**Work item A:**
Answer these questions about the text on hospitality jobs in the Balearic Islands, giving each answer with its matching mark:
(i) How many employees did the sector have in 2023?
(ii) Which month has the fewest new recruitments, and how many contracts does it see?
(iii) What position does Alfonso Robledo hold?
**Work item B:** Write a continuation of the text on hospitality jobs in the Balearic Islands, picking up right after its final sentence.

*** Opening of Document section ***

The Balearic Islands and especially Mallorca are experiencing an unprecedented tourism boom. The sector is booming, but at the same time the hotel industry is suffering from a serious problem: a lack of manpower.

With almost 122,000 employees in 2023, the sector set a new record and recorded an increase of almost 16% compared to the previous year. This means that one in five workers on the islands are employed in the hotel and catering sector.

The sector not only surpasses its own record set in 2018, but is also larger than other major sectors of the economy such as trade (14%), construction (9.4%) and manufacturing (6.4%). While, agriculture and fishing together only achieve a fraction of the hospitality sector’s employment rate, which stands at 0.5%.

The three most sought-after occupations in the hotel and catering sector are waiters, cleaners and kitchen assistants, which together make up 71.5% of the total workforce. The number of new recruitments varies greatly depending on the season: May sees the highest number of new recruitments with 24,600 new contracts, while December marks the lowest point with 3,442 contracts.

Forecasts for 2024 indicate that the number of jobs in the hospitality sector will continue to grow. But optimism is overshadowed by an acute staff shortage, which threatens to become particularly severe this year.

“The labour market situation is once again tense and this year will be even worse, as housing costs have continued to rise,” warns Alfonso Robledo, president of the employers’ association for the catering sector in Mallorca.

The high cost of living, especially the increase in rents, is making it less and less attractive for seasonal workers to move to the Balearic Islands.

“It has become much more difficult for people from the mainland to come here,” Mr Robledo complains. According to him, the staff shortage means there will have to be reductions in operating hours and boat cancellations.

The early date of Easter in March further aggravated the situation. “Last year we managed to keep staff until the start of summer, but this year that was not possible for many companies,” says Mr Robledo.

*** Close of Document section ***
*** Opening of Provided information ***

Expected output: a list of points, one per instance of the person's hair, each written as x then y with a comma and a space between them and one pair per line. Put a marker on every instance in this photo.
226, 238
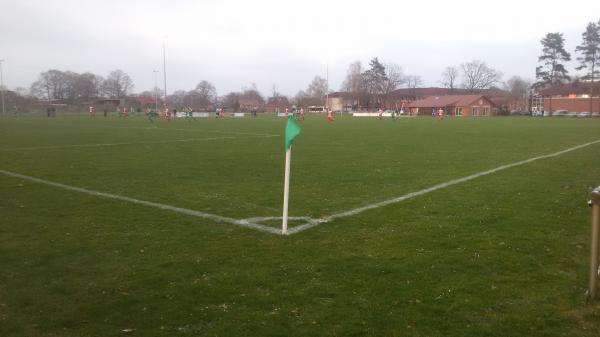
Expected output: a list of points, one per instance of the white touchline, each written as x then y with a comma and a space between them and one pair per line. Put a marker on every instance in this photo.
124, 143
354, 211
193, 130
310, 222
213, 217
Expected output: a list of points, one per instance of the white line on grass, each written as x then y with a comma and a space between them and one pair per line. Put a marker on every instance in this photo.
124, 143
193, 130
310, 222
354, 211
213, 217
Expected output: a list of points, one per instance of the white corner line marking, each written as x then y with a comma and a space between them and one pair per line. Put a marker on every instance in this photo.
315, 222
68, 146
213, 217
310, 222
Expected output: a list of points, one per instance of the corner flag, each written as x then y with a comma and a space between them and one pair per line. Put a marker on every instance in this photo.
291, 131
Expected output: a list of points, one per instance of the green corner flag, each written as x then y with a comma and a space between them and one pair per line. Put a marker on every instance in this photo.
291, 131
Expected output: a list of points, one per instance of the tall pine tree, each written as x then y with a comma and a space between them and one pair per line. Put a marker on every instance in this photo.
590, 55
552, 72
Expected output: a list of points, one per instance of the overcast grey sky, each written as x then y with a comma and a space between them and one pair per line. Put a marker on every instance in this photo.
234, 43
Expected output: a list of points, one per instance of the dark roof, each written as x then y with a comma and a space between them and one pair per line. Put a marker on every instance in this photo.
248, 102
434, 91
576, 88
277, 100
342, 94
448, 100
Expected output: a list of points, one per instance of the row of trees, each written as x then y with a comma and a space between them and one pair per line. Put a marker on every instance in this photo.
70, 86
376, 83
552, 71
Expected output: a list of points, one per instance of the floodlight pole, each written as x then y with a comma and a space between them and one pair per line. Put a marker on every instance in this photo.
594, 248
327, 87
165, 70
155, 87
2, 87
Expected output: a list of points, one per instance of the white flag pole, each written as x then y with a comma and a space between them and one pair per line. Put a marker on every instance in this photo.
286, 190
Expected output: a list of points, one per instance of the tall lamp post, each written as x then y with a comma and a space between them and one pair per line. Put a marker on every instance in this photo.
165, 69
155, 91
2, 87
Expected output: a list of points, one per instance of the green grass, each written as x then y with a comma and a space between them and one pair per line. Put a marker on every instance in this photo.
502, 255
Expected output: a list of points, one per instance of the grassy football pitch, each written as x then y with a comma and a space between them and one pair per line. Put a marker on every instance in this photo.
504, 254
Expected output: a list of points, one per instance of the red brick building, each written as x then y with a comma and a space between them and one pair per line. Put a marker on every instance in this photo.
277, 104
453, 105
573, 97
249, 104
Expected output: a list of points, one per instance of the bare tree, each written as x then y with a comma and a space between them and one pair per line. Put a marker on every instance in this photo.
118, 84
354, 82
50, 85
450, 77
394, 79
518, 89
252, 93
477, 75
317, 88
414, 81
374, 81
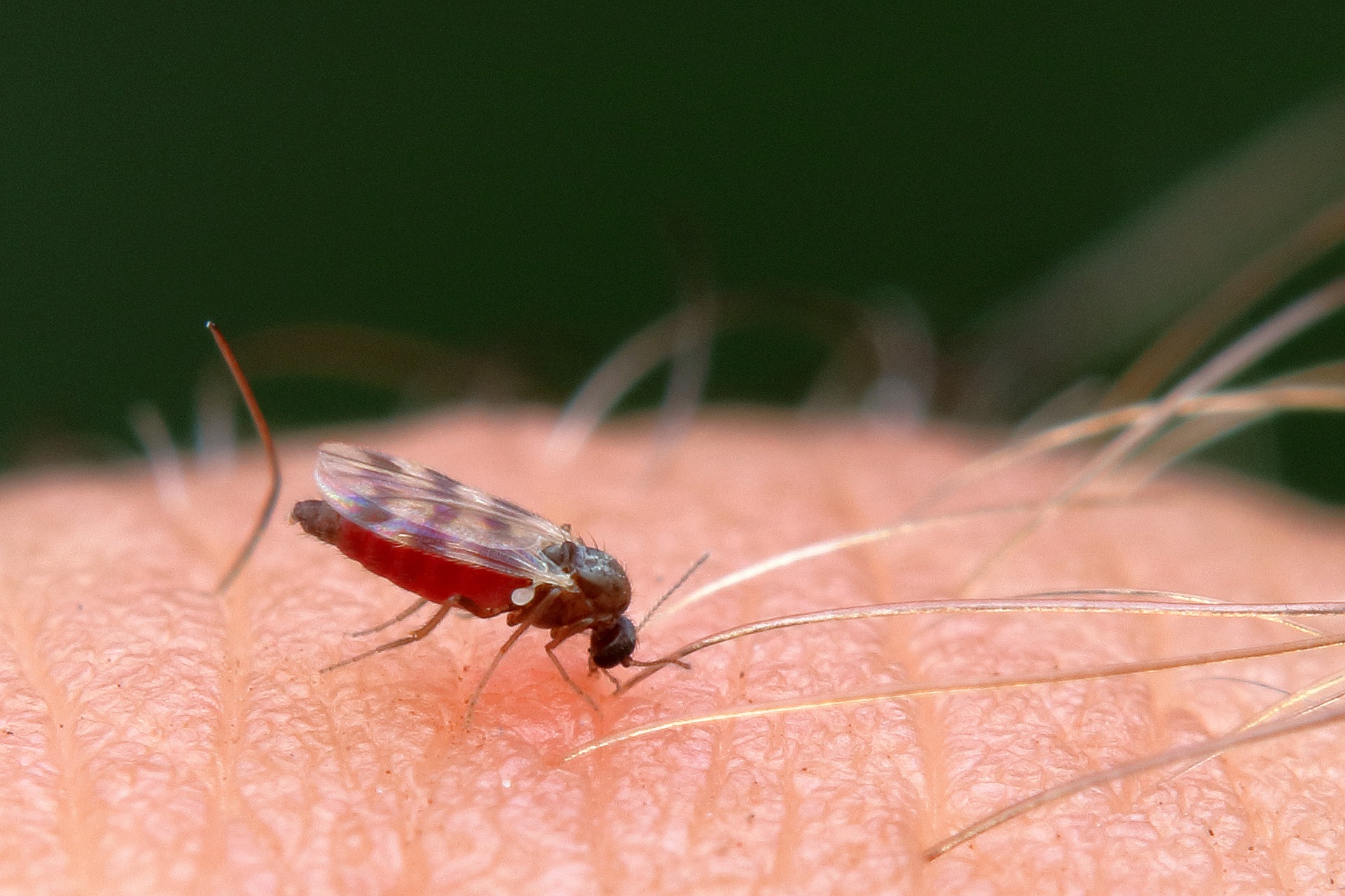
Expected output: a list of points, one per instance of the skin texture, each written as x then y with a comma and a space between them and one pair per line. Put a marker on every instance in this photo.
159, 740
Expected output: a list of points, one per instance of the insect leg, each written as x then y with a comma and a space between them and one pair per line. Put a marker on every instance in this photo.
406, 640
560, 668
522, 622
390, 622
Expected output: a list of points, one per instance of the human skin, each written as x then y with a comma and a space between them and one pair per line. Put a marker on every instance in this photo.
158, 739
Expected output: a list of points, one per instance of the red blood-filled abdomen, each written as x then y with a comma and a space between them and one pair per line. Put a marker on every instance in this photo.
482, 592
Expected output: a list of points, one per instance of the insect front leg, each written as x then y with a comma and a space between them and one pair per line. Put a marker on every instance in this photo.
558, 637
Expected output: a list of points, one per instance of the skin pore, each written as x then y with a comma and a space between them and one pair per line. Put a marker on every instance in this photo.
158, 739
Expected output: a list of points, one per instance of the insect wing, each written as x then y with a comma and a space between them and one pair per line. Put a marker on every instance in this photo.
420, 507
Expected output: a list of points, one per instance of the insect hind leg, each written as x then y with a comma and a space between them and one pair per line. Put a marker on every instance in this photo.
400, 642
390, 622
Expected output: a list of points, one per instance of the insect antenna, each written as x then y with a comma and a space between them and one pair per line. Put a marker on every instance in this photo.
669, 592
895, 692
272, 460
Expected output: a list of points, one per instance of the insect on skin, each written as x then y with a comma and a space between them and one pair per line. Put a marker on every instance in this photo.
457, 546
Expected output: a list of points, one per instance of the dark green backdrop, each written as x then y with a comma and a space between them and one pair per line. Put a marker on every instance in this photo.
504, 182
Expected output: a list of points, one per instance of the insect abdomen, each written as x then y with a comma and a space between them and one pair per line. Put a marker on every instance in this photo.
482, 592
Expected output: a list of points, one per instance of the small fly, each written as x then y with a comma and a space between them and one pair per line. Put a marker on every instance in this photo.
459, 548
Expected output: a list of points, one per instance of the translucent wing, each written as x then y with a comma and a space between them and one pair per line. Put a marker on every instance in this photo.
422, 509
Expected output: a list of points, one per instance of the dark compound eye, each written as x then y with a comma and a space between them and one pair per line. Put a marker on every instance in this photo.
609, 646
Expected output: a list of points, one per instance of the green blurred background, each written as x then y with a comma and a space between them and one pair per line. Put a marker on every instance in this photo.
522, 186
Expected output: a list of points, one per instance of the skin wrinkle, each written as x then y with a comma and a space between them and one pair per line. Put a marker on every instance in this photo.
444, 798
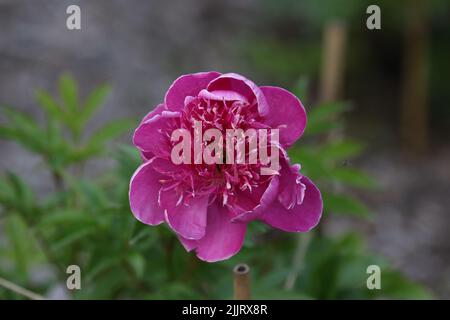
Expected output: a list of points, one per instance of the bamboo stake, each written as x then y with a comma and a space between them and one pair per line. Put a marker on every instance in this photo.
414, 107
334, 41
241, 282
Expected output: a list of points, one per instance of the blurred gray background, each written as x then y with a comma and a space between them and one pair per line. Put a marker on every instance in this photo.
140, 47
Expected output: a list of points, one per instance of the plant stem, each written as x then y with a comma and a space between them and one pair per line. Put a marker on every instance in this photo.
297, 261
20, 290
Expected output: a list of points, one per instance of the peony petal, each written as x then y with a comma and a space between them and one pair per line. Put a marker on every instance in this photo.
223, 238
232, 86
255, 203
286, 113
157, 110
147, 155
143, 194
302, 217
152, 137
187, 85
189, 221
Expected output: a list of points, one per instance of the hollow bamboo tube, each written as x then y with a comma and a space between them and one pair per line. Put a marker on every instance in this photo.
242, 282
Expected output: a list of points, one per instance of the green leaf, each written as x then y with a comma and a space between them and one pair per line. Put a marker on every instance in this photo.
137, 263
19, 239
24, 130
69, 93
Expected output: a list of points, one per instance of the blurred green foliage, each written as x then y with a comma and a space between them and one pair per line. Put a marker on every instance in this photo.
86, 221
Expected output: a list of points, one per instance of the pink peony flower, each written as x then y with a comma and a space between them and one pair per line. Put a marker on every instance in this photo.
208, 206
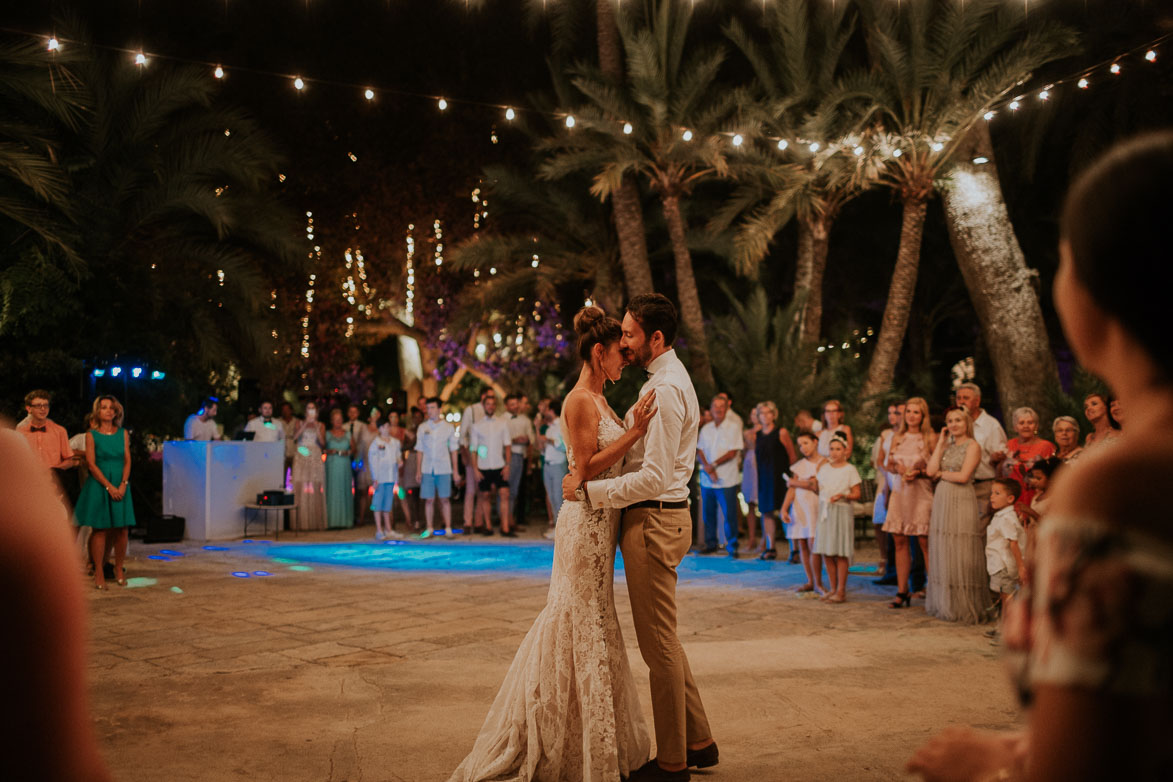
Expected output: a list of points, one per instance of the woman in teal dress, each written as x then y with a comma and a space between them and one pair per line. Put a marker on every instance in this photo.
339, 475
104, 503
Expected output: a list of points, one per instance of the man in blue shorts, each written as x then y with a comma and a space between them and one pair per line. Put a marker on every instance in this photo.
436, 442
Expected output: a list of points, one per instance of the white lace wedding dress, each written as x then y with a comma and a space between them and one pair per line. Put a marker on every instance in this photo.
568, 709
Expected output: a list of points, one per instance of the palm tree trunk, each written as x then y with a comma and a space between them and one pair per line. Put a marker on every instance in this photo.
812, 263
1001, 285
689, 300
900, 303
626, 210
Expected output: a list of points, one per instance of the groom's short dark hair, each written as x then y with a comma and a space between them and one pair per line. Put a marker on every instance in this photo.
655, 313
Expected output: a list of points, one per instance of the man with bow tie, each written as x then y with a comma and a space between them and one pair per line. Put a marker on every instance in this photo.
265, 428
48, 441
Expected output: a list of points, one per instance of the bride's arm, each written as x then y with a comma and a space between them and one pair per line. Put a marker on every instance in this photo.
582, 430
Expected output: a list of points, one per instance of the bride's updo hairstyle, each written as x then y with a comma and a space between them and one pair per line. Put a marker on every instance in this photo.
1116, 220
595, 327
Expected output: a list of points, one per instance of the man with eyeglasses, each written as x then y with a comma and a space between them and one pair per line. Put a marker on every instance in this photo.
48, 440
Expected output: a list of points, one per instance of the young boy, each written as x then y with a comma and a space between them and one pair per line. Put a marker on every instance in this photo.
384, 458
1004, 541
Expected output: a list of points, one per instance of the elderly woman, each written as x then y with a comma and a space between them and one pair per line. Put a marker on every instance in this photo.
1092, 638
1066, 436
1024, 450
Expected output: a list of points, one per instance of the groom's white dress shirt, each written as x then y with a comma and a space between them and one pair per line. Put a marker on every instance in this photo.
659, 466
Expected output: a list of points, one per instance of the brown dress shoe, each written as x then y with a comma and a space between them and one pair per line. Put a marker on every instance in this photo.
703, 757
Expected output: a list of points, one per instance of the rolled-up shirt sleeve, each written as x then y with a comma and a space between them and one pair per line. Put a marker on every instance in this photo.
660, 447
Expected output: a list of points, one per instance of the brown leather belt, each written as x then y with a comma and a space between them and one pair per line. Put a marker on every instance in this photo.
659, 504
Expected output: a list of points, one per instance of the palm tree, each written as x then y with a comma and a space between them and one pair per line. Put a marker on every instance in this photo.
936, 69
662, 124
794, 70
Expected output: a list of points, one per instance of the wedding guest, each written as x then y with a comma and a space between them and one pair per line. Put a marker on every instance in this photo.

*** Close of Provided information ***

**Final answer A:**
(i) Almost 122,000.
(ii) December, with 3,442 contracts.
(iii) He is president of the employers' association for the catering sector in Mallorca.

**Final answer B:**
For this reason, the Majorca Hotel Association (FEHM) has pledged to promote local labour, as the accommodation of seasonal workers from the mainland is becoming increasingly problematic. As a result, some hotels are already offering the same accommodation to their seasonal workers.

On the other hand, the Association of Travel Agencies of the Balearic Islands (AVIBA) notes that the influx of seasonal workers to the islands started in March and remained stable in the following months. However, there has been a decrease in the number of Spanish workers in favour of South American workers. “We are seeing a big fluctuation and this change has been evident for some time,” says AVIBA president Pedro Fiol.

Trade unions sound the alarm

The UGT and CCOO unions have long been warning of the consequences of the staff shortage. They fear that excessive workloads in many catering businesses will also lead to an increase in work accidents and cases of illness this summer. “This heavy workload will lead to more accidents and absenteeism, particularly in July, August and September. This is a recurring problem that has worsened in recent years due to staff shortages,” criticises Silvia Montejano, secretary general of the CCOO’s services sector.

The union also strongly criticises the government’s decision not to hire additional inspectors to check and monitor working conditions in the summer. “This is a long-standing demand of the unions. We accuse the government of encouraging labour irregularities and violating the consensus reached in recent years in the context of social dialogue,” Ms. Montejano noted.